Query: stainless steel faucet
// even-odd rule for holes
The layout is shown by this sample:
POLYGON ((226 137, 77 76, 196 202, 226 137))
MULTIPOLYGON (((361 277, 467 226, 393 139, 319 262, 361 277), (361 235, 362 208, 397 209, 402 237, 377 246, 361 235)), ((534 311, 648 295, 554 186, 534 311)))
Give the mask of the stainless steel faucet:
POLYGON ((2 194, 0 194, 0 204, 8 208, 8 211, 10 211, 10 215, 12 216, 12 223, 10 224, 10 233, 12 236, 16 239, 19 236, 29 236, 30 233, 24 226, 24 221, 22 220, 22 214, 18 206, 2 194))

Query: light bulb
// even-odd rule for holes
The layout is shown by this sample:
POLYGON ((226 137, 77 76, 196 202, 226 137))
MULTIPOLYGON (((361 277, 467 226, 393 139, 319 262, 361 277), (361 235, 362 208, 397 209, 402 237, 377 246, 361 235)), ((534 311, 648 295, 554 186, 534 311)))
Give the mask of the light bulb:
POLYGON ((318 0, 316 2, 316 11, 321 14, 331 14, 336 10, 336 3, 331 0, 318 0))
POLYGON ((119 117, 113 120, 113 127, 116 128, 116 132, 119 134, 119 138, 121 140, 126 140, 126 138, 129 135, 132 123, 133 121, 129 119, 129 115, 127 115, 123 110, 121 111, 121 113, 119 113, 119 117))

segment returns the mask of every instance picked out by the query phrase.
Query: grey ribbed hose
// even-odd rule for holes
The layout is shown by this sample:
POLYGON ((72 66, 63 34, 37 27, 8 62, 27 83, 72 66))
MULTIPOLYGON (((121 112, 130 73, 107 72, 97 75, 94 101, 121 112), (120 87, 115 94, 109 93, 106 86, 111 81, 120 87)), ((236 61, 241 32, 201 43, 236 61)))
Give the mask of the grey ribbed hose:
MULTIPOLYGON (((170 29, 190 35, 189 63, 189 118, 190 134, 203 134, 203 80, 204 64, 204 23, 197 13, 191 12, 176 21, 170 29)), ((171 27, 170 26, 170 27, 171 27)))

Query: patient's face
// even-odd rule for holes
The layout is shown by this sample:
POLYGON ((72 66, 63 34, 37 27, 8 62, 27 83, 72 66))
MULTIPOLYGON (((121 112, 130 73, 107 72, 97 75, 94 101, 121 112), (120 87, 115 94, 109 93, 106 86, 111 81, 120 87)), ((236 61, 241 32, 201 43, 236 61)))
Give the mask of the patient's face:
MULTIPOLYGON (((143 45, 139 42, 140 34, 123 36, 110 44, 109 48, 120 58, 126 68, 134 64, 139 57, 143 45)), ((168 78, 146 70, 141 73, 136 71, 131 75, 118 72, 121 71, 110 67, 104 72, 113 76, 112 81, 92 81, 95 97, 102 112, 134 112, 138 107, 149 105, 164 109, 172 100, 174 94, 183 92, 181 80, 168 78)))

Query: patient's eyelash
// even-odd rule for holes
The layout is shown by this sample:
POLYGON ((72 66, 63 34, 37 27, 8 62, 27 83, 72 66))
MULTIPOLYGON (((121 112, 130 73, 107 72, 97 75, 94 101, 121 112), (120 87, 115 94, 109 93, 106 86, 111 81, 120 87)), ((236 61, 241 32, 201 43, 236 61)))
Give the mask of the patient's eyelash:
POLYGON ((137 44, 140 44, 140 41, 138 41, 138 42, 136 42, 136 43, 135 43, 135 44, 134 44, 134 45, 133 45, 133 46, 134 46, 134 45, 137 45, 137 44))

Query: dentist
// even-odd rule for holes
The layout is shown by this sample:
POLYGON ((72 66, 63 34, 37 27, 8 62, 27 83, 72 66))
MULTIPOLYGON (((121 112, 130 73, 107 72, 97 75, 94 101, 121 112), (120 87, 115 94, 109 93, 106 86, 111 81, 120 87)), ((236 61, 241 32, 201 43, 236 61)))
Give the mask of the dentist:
..........
- [Set task]: Arrange the stretch of the listing above, from the line containing "Query: dentist" through its final line, as a numbered list with one line per item and any blank lines omitted.

- [Solution to this exercise]:
1. Query: dentist
2. // even-odd rule for holes
3. The layout is shown by this sample:
4. POLYGON ((72 66, 63 34, 37 27, 8 62, 27 83, 72 66))
5. MULTIPOLYGON (((121 112, 130 73, 107 72, 97 75, 94 101, 121 112), (120 87, 115 94, 109 93, 106 86, 111 81, 120 87)), ((236 61, 241 32, 201 43, 236 61)))
6. Give the mask of the dentist:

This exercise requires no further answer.